• Direction 1
In the torch-neuronx excerpt, what kind of artifact does the trace() API create?
• Direction 2
Retype the torch-neuronx excerpt word for word, everything from "- **XLA LazyTensor" down to "execute the graph.".

• Extract to read
----
Using `torch-neuronx`, there are two ways that a model can be executed for inference:

- **XLA LazyTensor Inference**: A model is executed on Neuron by calling `to()` to move `Parameter` and `Tensor` data using the `xm.xla_device()`. Executing operations uses torch [Lazy Tensor](https://awsdocs-neuron.readthedocs-hosted.com/en/latest/frameworks/torch/torch-neuronx/programming-guide/inference/trace-vs-xla-lazytensor.html#xla-lazytensor) to record, compile, and execute the graph.

- **(Recommended) Traced Inference**: A model is traced prior to inference using the [trace()](https://awsdocs-neuron.readthedocs-hosted.com/en/latest/frameworks/torch/torch-neuronx/api-reference-guide/inference/api-torch-neuronx-trace.html#torch_neuronx.trace) API. This trace is similar to `torch.jit.trace()` but instead creates a Neuron-specific [TorchScript](https://pytorch.org/docs/stable/jit.html) artifact. This artifact provides improved performance and portability compared to XLA [Lazy Tensor](https://awsdocs-neuron.readthedocs-hosted.com/en/latest/frameworks/torch/torch-neuronx/programming-guide/inference/trace-vs-xla-lazytensor.html#xla-lazytensor) inference.

To learn more about both methods see [Comparison of Traced Inference versus XLA Lazy Tensor Inference (torch-neuronx)](https://awsdocs-neuron.readthedocs-hosted.com/en/latest/frameworks/torch/torch-neuronx/programming-guide/inference/trace-vs-xla-lazytensor.html)
----
• Listing
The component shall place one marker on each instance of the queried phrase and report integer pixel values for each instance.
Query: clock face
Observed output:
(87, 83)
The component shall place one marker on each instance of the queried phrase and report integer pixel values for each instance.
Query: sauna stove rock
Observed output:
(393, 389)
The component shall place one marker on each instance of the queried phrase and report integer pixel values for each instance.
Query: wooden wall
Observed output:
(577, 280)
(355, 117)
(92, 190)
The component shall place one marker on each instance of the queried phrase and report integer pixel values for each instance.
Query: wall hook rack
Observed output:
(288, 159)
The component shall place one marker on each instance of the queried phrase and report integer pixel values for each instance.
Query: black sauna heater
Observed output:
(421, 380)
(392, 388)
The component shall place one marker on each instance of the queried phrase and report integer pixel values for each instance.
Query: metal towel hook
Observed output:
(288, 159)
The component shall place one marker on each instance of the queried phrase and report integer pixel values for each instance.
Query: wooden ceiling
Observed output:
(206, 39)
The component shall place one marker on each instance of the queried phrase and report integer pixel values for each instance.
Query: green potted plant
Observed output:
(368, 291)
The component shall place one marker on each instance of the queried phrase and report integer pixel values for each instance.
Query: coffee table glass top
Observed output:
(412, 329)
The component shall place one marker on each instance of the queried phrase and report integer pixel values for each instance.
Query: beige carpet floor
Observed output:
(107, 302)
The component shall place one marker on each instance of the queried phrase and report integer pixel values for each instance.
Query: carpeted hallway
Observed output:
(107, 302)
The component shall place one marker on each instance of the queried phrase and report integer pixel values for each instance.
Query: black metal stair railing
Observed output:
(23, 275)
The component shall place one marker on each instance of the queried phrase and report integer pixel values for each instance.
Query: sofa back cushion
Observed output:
----
• Full output 1
It creates a Neuron-specific TorchScript artifact.

• Full output 2
- **XLA LazyTensor Inference**: A model is executed on Neuron by calling `to()` to move `Parameter` and `Tensor` data using the `xm.xla_device()`. Executing operations uses torch [Lazy Tensor](https://awsdocs-neuron.readthedocs-hosted.com/en/latest/frameworks/torch/torch-neuronx/programming-guide/inference/trace-vs-xla-lazytensor.html#xla-lazytensor) to record, compile, and execute the graph.